## Start

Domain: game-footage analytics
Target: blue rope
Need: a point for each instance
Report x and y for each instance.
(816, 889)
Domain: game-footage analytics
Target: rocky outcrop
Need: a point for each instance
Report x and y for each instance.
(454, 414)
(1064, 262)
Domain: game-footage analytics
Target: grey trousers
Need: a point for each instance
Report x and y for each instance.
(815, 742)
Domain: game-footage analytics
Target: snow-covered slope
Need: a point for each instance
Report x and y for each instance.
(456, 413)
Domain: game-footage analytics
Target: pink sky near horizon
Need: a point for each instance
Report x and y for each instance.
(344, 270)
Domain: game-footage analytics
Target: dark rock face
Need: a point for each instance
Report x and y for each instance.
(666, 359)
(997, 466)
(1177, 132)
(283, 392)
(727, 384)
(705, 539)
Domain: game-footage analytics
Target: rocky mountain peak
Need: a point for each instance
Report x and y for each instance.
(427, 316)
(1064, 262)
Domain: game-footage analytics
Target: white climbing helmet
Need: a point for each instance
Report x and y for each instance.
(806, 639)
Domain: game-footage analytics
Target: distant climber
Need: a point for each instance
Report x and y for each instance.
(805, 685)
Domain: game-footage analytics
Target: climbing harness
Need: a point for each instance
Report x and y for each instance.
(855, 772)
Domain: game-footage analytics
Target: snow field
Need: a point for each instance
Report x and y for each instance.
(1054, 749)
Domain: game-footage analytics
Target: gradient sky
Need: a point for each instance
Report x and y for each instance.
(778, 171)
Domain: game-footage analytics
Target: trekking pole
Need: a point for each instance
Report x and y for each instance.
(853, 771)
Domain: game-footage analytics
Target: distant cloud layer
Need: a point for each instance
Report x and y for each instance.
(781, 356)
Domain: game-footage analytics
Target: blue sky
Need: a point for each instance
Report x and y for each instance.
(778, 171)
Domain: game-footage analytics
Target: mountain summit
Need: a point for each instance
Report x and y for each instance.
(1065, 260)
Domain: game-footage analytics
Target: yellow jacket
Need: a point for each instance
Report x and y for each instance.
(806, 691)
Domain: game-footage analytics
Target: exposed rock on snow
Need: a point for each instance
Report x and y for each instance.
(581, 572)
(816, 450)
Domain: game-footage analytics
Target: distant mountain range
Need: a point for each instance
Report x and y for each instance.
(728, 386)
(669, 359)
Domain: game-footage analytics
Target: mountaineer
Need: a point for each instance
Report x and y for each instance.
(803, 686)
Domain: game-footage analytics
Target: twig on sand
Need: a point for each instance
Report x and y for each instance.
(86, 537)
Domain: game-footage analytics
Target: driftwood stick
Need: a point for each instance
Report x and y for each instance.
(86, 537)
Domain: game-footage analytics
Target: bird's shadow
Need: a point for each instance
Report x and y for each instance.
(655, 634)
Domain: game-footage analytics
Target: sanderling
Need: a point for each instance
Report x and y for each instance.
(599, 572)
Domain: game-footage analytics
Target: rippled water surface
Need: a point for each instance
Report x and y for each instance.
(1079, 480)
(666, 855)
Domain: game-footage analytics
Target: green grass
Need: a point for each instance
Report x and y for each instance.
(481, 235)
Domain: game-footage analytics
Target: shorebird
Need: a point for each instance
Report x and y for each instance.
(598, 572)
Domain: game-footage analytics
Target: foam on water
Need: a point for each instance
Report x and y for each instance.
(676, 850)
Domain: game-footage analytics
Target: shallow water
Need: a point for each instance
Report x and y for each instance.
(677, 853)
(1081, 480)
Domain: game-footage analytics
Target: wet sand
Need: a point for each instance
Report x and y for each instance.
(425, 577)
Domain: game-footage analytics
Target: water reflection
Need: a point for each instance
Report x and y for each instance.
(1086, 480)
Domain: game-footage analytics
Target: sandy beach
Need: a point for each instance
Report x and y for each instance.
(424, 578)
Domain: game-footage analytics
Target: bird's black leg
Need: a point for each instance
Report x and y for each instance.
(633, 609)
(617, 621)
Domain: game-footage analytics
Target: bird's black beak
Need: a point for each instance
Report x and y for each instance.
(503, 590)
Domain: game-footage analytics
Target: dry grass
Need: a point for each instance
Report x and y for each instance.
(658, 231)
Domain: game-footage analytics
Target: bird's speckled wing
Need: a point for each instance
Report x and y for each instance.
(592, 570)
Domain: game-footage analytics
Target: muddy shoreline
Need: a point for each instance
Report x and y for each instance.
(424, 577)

## End

== Goal of the exercise ==
Repeat the entries above exactly, leaving nothing out.

== Solved exercise ==
Domain: game-footage analytics
Target: blue rope
Need: a point for each instance
Report x and y for each instance.
(816, 889)
Domain: game-footage analytics
Target: rocky outcrop
Need: a point for each instance
Report x and y for each instance.
(454, 414)
(1064, 262)
Domain: game-footage analytics
Target: grey trousers
Need: a point for each instance
Report x and y for each instance.
(815, 742)
Domain: game-footage analytics
Target: snow-covered slope
Need: a point for each instance
Report x and y for each instance.
(456, 413)
Domain: game-footage analytics
Target: pink sky near horizon
Need: a point for each instance
Report x and y for each instance.
(344, 270)
Domain: game-footage analytics
Target: dark rock face
Need: a point for each instance
Report x and y for each instance.
(666, 359)
(997, 466)
(1177, 132)
(283, 392)
(727, 384)
(705, 539)
Domain: game-footage analytics
Target: rocky mountain peak
Need: a point for each instance
Report x and y for each instance.
(427, 316)
(1064, 262)
Domain: game-footage analytics
Target: white climbing helmet
Need: a point for each instance
Report x and y for each instance.
(806, 639)
Domain: game-footage analytics
Target: distant climber
Need: a point for each instance
Report x and y for each instance.
(805, 685)
Domain: game-footage analytics
Target: climbing harness
Need: a point for each instance
Report x and y for each instance.
(855, 772)
Domain: game-footage analytics
Target: snow field
Need: a point for each instance
Report x and y for each instance.
(1054, 749)
Domain: game-footage analytics
Target: gradient sky
Need: a point for each instance
Report x and y for each instance.
(778, 171)
Domain: game-footage analytics
Target: trekking pole
Need: a point for each instance
Report x and y for each instance.
(853, 771)
Domain: game-footage analytics
Target: distant cloud layer
Need: a point for each instance
Report x and y for each instance.
(781, 356)
Domain: game-footage analytics
Target: blue sky
Need: a point for each instance
Report x and y for each instance.
(778, 171)
Domain: game-footage analytics
Target: mountain summit
Need: a point for each instance
Report x and y for each instance.
(1065, 260)
Domain: game-footage analytics
Target: yellow jacket
Need: a point for each instance
Report x and y for each instance.
(806, 691)
Domain: game-footage analytics
Target: exposed rock on snow
Need: a point for each instance
Report x and y for each instance.
(581, 572)
(816, 450)
Domain: game-footage analytics
Target: distant mountain range
Need: a point for each instance
Report x and y for each instance.
(728, 386)
(669, 359)
Domain: game-footage analytics
Target: mountaineer
Need: a point for each instance
Report x and y for each instance.
(803, 686)
Domain: game-footage analytics
Target: twig on sand
Need: a point for each instance
Report x and y for each instance.
(86, 537)
Domain: game-footage analytics
Target: driftwood stick
Need: a point for each instance
Report x and y for each instance.
(86, 537)
Domain: game-footage analytics
Target: bird's shadow
Need: a point for each instance
Report x and y for each instance.
(655, 634)
Domain: game-footage analytics
Target: sanderling
Need: a point for each instance
Report x and y for each instance.
(599, 572)
Domain: game-footage analytics
Target: rippled water surface
Need: a point for each instance
Report x and y for each instance.
(1079, 480)
(666, 855)
Domain: game-footage analytics
Target: green grass
Need: a point for each instance
Report x and y for each instance.
(481, 235)
Domain: game-footage analytics
Target: shorebird
Need: a point for each instance
Report x and y for each instance.
(598, 572)
Domain: game-footage analytics
Target: foam on water
Need: a point for each instance
Report x and y for each instance.
(676, 850)
Domain: game-footage analytics
Target: shallow water
Need: a point for each instance
Report x and y for each instance.
(677, 853)
(1081, 480)
Domain: game-footage analytics
Target: wet sand
Need: a point for each instance
Report x and y for each instance.
(425, 577)
Domain: game-footage analytics
Target: water reflection
Need: a point for each instance
Report x and y for each instance.
(1086, 480)
Domain: game-footage analytics
Target: sandy beach
Need: a point for each instance
Report x and y for each instance.
(424, 578)
Domain: game-footage analytics
Target: bird's black leg
Need: a point for each instance
Report x and y for each instance.
(633, 609)
(617, 621)
Domain: game-footage analytics
Target: bird's black beak
Need: a point for each instance
Report x and y for each instance.
(503, 590)
Domain: game-footage analytics
Target: dry grass
Need: a point for each instance
Report x and y for each instance.
(658, 231)
Domain: game-footage analytics
Target: bird's speckled wing
Need: a point for each instance
Report x and y for each instance.
(592, 570)
Domain: game-footage analytics
Target: muddy shoreline
Need: a point for each instance
Report x and y for each instance.
(424, 577)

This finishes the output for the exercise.